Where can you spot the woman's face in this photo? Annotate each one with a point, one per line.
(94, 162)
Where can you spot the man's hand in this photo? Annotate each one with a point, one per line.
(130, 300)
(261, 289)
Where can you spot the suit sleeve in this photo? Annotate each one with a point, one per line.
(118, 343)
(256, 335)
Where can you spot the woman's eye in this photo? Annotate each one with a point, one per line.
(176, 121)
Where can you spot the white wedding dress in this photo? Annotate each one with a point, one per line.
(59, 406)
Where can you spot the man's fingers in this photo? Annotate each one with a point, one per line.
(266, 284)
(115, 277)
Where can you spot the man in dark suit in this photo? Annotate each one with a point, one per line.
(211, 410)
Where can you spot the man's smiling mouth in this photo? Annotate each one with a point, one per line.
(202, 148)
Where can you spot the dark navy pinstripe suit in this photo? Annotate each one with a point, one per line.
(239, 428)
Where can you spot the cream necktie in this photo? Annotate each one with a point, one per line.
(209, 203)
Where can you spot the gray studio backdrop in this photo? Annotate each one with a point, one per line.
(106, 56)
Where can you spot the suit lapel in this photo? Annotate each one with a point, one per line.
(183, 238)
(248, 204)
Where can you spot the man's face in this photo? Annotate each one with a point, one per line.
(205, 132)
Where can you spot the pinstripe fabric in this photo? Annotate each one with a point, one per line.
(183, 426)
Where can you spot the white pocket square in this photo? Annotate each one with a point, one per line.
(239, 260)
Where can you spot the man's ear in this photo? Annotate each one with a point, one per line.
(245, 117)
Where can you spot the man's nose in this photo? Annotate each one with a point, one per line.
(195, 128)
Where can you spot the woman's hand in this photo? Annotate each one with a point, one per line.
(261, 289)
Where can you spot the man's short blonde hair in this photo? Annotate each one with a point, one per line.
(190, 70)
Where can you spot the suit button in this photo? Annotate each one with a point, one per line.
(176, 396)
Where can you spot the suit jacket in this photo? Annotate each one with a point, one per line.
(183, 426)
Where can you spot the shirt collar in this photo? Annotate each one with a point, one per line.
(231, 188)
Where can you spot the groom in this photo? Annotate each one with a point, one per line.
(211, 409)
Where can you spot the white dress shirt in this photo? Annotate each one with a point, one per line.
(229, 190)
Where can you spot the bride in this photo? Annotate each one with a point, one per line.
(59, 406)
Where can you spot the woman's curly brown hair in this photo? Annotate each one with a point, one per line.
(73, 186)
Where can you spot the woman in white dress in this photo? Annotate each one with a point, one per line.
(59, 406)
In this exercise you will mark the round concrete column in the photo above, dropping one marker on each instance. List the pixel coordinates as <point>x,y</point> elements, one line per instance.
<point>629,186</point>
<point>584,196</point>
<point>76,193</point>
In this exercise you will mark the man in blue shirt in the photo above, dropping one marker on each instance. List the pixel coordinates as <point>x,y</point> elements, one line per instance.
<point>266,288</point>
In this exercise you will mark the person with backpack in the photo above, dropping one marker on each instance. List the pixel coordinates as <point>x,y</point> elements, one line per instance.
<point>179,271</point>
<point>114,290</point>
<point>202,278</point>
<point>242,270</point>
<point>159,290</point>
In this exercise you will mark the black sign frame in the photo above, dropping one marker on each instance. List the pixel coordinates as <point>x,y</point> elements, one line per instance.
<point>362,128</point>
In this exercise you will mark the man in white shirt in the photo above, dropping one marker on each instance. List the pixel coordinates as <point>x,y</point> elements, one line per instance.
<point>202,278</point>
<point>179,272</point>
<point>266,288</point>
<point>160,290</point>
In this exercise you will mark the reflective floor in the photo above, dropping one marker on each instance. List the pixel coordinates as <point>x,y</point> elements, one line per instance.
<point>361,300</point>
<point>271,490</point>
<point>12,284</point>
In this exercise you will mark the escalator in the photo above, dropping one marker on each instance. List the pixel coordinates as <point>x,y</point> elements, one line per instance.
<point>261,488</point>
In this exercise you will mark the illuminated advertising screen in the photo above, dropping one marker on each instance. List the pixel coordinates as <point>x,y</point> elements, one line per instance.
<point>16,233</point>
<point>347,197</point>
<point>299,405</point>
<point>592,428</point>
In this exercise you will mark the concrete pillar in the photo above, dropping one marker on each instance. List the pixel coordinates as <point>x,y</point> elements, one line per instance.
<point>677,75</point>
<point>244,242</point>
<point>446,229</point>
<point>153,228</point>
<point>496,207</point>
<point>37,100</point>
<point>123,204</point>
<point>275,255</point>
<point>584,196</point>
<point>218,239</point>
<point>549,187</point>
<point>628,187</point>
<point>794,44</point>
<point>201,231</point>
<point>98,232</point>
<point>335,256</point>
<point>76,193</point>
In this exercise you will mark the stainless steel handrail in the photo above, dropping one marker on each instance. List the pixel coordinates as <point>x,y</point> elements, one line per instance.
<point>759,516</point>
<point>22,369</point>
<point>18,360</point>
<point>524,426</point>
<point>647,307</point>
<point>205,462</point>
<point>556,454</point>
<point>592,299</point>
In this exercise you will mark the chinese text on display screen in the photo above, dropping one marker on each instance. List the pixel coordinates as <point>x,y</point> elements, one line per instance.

_Work task_: Each record needs to be copied out again, letter for letter.

_Exercise solution_:
Where can you spot the woman's face in this photo? Annotate each one with a point, one per line.
(94, 162)
Where can you spot the man's hand in this photo? Annotate each one with a point, one per line.
(130, 300)
(261, 289)
Where can you spot the suit sleeve in this photo? Annotate each one with a point, one per line.
(118, 343)
(256, 335)
Where can you spot the woman's eye in this photo? Annotate each one with a point, one per line.
(176, 121)
Where can you spot the white wedding dress in this photo? Annotate each one with a point, one per line.
(59, 406)
Where can you spot the man's fingers in this photo? Annotate each one with a point, one per line.
(266, 284)
(115, 277)
Where can you spot the man in dark suit in this photo? Annotate each one with a point, one per line.
(211, 410)
Where can you spot the man's smiling mouth in this photo? Annotate each one with a point, one per line.
(202, 148)
Where can you spot the dark navy pinstripe suit in this photo? Annotate each one with a point, one per line.
(239, 428)
Where can you spot the cream necktie in this photo? Annotate each one with a point, one per line.
(209, 203)
Where can you spot the gray studio backdrop in this photo? Annotate each one with a point, one per line.
(106, 56)
Where can you spot the suit lapel in this photo? Annotate each one with a point, one per line.
(183, 238)
(248, 204)
Where can you spot the man's face in this photo? Annotate each one with a point, one per line.
(205, 132)
Where can you spot the pinstripe fabric in this photo? Annotate each one with a point, one per line.
(183, 426)
Where can you spot the white pocket square in this photo? Annotate each one with a point, one per line.
(239, 260)
Where can you spot the man's ear in this photo? Annotate each one with a point, one per line.
(245, 117)
Where can you spot the man's nose in this photo? Annotate each one with a point, one per line.
(195, 128)
Where can you spot the woman's hand in this photo? Annotate each one with a point, one per line.
(261, 289)
Where can you spot the man's short blonde hair in this photo? Annotate each one with a point, one per line.
(190, 70)
Where can you spot the suit button in this photo? Annotate each one with a point, one per line.
(176, 396)
Where can you spot the suit jacket in this photo? Annotate each one with a point, one per line.
(183, 426)
Where can you spot the shirt collar in this photo? Annotate each one with a point, one per line.
(231, 188)
Where can you spot the groom in this photo? Annotate each one with a point, one per line.
(211, 409)
Where can you spot the white dress shirt in this photo? Annotate each one with a point, one per line.
(229, 190)
Where can you spot the bride in this photo? Annotate each one with a point, one per line.
(59, 406)
Where can you spot the woman's curly brown hair in this photo? Annotate each one with a point, one per line.
(73, 186)
Where can you spot the woman in white dress in this photo? Annotate each one with a point, one per line.
(59, 406)
In this exercise you will mark the round concrete column in the photo above, dropping one marker on each instance. List the pixel coordinates as <point>x,y</point> elements, one line per instance.
<point>629,186</point>
<point>584,196</point>
<point>76,193</point>
In this exercise you will mark the man in blue shirt in the photo above, dropping one marker on each instance. List the pixel coordinates as <point>x,y</point> elements, one line per instance.
<point>266,288</point>
In this exercise you will mark the person with backpack in the photo above, dropping one marker on each instance. List the pixel coordinates as <point>x,y</point> elements, one line per instance.
<point>179,271</point>
<point>114,290</point>
<point>202,278</point>
<point>242,270</point>
<point>159,290</point>
In this exercise you will mark the black sign frame in the photo above, dropping one marker on each instance. List the pixel coordinates as <point>x,y</point> elements, one line per instance.
<point>362,128</point>
In this exercise you will mark the man in white shirt in the photo above, dropping one marker on each instance. List the pixel coordinates as <point>x,y</point> elements, one line per instance.
<point>202,278</point>
<point>179,272</point>
<point>266,288</point>
<point>160,290</point>
In this exercise you will mark the reflective floor in the photo above, dropping one marker on each instance. List the pixel coordinates as <point>x,y</point> elements, one line per instance.
<point>361,300</point>
<point>271,490</point>
<point>12,284</point>
In this exercise you will mark the escalator in the photo above, dropping one marker on each instance. List the pixel coordinates as <point>x,y</point> elements, one line per instance.
<point>261,488</point>
In this exercise you will mark the illuminated advertising screen in the photo above, dropping one marker on each instance. List the pixel coordinates as <point>x,y</point> elements, one line per instance.
<point>16,233</point>
<point>347,197</point>
<point>299,405</point>
<point>592,428</point>
In this exercise you will mark the concrete pillar in the photo above, dropping one marker on each instance. List the pixel coordinates as <point>x,y</point> elements, one line per instance.
<point>677,75</point>
<point>244,242</point>
<point>446,229</point>
<point>153,228</point>
<point>496,207</point>
<point>37,100</point>
<point>123,204</point>
<point>275,255</point>
<point>584,196</point>
<point>218,239</point>
<point>549,187</point>
<point>628,187</point>
<point>794,44</point>
<point>201,231</point>
<point>98,232</point>
<point>335,256</point>
<point>76,193</point>
In this exercise you will mark the stainless steel handrail in the photo above, dropping one marker on each instance. List the pixel coordinates as <point>x,y</point> elements, one line per instance.
<point>759,516</point>
<point>22,369</point>
<point>18,360</point>
<point>524,426</point>
<point>647,307</point>
<point>205,462</point>
<point>556,454</point>
<point>592,299</point>
In this exercise you will mark the chinese text on display screen in the photo above, dropping one marker on each instance. List the pixel coordinates as <point>x,y</point> elements, one line per instance.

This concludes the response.